- **WORK TO BE COMPLETED**
Edit the material below so that every "Tag" becomes "Mark", keep everything else unchanged, and omit the pictures from your answer.
___
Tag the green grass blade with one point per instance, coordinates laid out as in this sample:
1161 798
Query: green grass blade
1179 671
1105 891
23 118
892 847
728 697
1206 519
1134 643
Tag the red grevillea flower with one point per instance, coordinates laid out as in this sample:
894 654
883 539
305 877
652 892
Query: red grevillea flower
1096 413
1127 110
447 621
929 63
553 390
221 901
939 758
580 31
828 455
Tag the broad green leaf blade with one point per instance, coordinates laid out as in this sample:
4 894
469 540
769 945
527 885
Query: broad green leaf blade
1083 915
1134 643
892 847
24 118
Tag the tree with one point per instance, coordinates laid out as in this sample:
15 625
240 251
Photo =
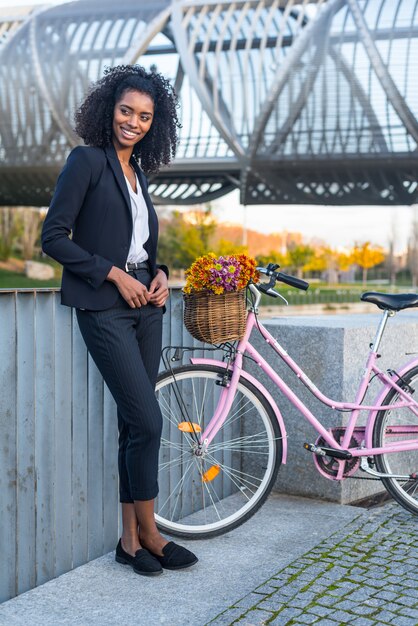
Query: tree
8 232
273 257
299 255
183 238
412 256
28 229
366 256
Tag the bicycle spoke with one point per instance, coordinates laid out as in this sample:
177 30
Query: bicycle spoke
195 499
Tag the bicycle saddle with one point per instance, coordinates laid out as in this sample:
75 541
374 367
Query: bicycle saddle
391 301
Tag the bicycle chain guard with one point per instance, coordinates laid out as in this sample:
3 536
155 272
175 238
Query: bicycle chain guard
328 465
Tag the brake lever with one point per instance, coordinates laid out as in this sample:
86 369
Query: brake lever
275 294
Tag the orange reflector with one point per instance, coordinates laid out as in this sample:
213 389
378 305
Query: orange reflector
211 473
189 427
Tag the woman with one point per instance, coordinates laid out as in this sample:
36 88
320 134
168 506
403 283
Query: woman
110 276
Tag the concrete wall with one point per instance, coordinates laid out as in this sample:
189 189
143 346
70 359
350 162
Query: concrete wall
58 432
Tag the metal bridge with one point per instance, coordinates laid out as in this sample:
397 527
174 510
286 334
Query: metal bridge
290 101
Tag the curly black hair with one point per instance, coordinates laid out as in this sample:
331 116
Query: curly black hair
94 118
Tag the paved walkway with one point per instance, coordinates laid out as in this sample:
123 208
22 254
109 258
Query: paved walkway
364 574
296 561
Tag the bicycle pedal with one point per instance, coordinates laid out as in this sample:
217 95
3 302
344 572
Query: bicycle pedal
324 451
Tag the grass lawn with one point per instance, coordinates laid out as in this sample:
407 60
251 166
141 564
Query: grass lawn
15 280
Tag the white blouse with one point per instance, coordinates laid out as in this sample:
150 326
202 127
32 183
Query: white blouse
140 231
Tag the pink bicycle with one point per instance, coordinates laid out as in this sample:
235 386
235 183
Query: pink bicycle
224 437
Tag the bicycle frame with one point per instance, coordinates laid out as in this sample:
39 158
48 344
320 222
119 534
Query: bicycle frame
245 347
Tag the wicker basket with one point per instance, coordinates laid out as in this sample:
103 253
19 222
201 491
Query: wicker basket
___
- **FINISHED ANSWER**
Mark the green grass blade with one point per instance, coordinates laid out as in this sample:
1161 798
Query: green grass blade
1179 671
1105 891
23 118
892 847
728 697
1206 519
1134 643
Mark the red grevillea flower with one point per instance, coordinates laid out as in this sample:
894 654
883 539
305 877
652 892
Query: red grevillea flower
1096 413
1127 110
447 621
929 63
553 390
221 901
939 758
580 31
828 455
Mark the broad green leaf blade with one point per instance, coordinates laid out as in this sample:
4 894
469 540
769 945
527 885
Query: broad green leaf blade
1083 915
1134 643
892 847
24 118
Mark the tree with one point per instance, coordinates laid out as in this sample:
15 625
240 251
Photo =
Query: tree
8 232
273 257
299 255
183 238
412 256
28 229
366 256
Mark the bicycle spoke with one point per instance, coordinates laid out as in this sample:
177 30
Query: bicycle spoke
195 499
Mark the bicycle saddle with one point per instance, coordinates laid out as in this sample:
75 541
374 367
Query: bicycle saddle
391 301
Mark the bicycle chain guard with one point per instance, coordinates laid out as in this sample:
3 536
155 272
175 238
Query: bicycle chain guard
328 465
Mark the brake lever with one point per instance, coordinates laid out as in this sample:
86 369
Query: brake lever
275 294
Mark the orange reflector with one point per instance, coordinates laid out as in this sample:
213 389
378 305
Query: orange reflector
211 473
189 427
Mark the woman with one point per instance, coordinates laid out as in this sample:
36 88
320 134
168 506
403 283
Query: woman
110 276
Mark the concrete wall with one point per instance, coordinates laid out as in this sample:
189 189
143 346
70 359
350 162
Query: concrete wall
58 432
Mark the metal bridge with one point per instance, coordinates laid out as in this sample:
397 527
174 510
286 334
Query: metal bridge
290 101
Mark the curly black hair with one point per instance, coordinates laid out as in this sample:
331 116
Query: curly black hair
94 118
Mark the paved walkway with one point per instance, coordinates laid out as in this sample:
123 208
22 254
109 258
Query: paved walkway
364 574
296 561
Mark the bicycle pedal with one point per instance, coordinates laid out as in this sample:
217 95
3 302
344 572
Query: bicycle pedal
324 451
Mark the grass lawn with one point per instance, coordinates laid out as in this sample:
407 60
251 166
141 564
Query: grass lawn
15 280
Mark the white blouse with one point per instance, coordinates laid out as in this sample:
150 326
202 127
32 183
Query: white blouse
140 231
Mark the pink bicycle with one point per instance, coordinates laid out as in this sample:
235 386
235 183
Query: pink bicycle
224 437
Mark the bicycle frame with one point per instance, coordinates laid out as in this sample:
39 158
48 344
320 222
119 534
Query: bicycle frame
245 347
Mark the wicker basket with one point per instance, coordinates laid out as in this sample:
103 253
19 222
201 491
Query: wicker basket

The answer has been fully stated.